What you are asked to do: Copy out, exactly and with nothing else, the stretch of lines that starts at the line containing "of the orange" and finishes at the end of the data.

Items from a dataset:
--- START ---
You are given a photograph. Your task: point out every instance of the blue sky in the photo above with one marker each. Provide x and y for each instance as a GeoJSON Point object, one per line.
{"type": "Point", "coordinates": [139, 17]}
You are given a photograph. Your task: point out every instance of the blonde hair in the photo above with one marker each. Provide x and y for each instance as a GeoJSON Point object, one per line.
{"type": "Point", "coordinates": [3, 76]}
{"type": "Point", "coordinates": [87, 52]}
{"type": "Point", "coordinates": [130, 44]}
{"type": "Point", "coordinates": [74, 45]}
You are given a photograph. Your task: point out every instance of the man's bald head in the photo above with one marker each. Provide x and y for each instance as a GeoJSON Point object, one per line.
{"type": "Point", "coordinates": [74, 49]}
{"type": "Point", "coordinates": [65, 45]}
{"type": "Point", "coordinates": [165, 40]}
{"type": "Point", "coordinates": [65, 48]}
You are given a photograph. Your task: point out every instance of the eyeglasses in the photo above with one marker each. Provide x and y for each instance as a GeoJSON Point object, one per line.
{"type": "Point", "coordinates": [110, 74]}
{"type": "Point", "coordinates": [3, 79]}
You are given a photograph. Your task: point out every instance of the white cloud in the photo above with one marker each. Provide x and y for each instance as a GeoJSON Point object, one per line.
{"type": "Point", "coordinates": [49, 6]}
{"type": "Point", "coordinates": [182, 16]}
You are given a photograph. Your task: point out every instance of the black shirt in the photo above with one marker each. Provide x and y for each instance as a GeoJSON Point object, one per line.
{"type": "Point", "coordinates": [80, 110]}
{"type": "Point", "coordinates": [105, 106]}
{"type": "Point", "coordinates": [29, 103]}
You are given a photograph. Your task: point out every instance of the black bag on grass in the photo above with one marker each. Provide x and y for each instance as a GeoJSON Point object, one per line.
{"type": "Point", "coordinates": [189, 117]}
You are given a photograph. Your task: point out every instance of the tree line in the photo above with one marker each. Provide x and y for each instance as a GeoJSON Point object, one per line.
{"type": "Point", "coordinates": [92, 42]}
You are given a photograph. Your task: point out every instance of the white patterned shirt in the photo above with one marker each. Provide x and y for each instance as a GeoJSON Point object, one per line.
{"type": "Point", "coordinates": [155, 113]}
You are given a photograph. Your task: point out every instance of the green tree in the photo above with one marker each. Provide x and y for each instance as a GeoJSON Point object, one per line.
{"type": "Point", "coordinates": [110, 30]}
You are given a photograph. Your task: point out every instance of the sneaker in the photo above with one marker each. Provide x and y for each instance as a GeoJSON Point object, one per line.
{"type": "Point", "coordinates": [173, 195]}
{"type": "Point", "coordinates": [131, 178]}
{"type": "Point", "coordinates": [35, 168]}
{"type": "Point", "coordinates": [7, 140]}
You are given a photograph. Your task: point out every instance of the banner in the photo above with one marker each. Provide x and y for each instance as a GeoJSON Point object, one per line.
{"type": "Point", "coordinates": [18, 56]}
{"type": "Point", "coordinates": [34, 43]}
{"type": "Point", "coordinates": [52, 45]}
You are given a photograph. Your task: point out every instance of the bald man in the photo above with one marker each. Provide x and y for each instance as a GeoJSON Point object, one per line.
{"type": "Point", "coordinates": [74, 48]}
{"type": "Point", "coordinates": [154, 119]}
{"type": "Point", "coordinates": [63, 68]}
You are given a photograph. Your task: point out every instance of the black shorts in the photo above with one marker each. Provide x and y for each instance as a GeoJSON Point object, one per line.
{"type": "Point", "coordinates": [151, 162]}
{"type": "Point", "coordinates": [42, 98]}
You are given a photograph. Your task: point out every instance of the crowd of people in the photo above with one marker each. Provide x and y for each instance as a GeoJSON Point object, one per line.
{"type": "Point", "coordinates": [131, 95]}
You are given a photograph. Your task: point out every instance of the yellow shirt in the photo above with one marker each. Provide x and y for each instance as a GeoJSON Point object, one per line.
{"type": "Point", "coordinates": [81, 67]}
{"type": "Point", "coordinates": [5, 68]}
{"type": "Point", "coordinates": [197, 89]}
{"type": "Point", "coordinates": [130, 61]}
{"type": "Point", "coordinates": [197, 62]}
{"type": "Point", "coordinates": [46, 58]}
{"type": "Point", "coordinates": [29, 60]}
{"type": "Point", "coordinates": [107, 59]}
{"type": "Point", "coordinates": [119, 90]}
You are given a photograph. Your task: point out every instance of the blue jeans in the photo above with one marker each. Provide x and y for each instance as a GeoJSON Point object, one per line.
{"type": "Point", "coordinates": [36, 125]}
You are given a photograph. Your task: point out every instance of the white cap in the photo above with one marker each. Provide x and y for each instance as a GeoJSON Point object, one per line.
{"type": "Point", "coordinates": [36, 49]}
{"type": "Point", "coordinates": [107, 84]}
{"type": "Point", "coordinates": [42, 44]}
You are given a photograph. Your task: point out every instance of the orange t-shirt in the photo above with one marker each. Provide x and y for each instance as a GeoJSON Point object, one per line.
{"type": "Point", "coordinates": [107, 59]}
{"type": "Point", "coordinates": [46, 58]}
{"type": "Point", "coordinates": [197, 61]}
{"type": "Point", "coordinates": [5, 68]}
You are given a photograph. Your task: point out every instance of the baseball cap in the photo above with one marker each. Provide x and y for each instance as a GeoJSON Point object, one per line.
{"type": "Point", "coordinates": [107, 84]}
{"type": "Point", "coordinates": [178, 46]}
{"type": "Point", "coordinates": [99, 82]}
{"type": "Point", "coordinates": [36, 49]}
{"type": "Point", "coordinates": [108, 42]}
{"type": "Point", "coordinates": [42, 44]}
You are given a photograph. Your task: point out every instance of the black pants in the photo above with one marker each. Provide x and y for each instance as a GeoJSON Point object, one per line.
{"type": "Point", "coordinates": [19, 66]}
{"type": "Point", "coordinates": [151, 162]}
--- END ---
Solved problem:
You are given a photograph. Your task: point out every instance of the orange t-shirt in the photo above with one marker each. Provide x and y for each instance as a GeoJSON Point object, one per line.
{"type": "Point", "coordinates": [107, 59]}
{"type": "Point", "coordinates": [46, 58]}
{"type": "Point", "coordinates": [197, 61]}
{"type": "Point", "coordinates": [5, 68]}
You are given a photograph. Your task: point out every instance of the baseball cap in the photo above with one marker each. Provide x and y for each instance as a GeoJSON Point object, one per line.
{"type": "Point", "coordinates": [107, 84]}
{"type": "Point", "coordinates": [178, 46]}
{"type": "Point", "coordinates": [99, 82]}
{"type": "Point", "coordinates": [36, 49]}
{"type": "Point", "coordinates": [108, 42]}
{"type": "Point", "coordinates": [42, 44]}
You are given a photograph. Your task: point out every instance of the black pants in the photo above with one marker each. Provide x and y for each instance as a GeoJSON Point object, one per line.
{"type": "Point", "coordinates": [19, 66]}
{"type": "Point", "coordinates": [151, 162]}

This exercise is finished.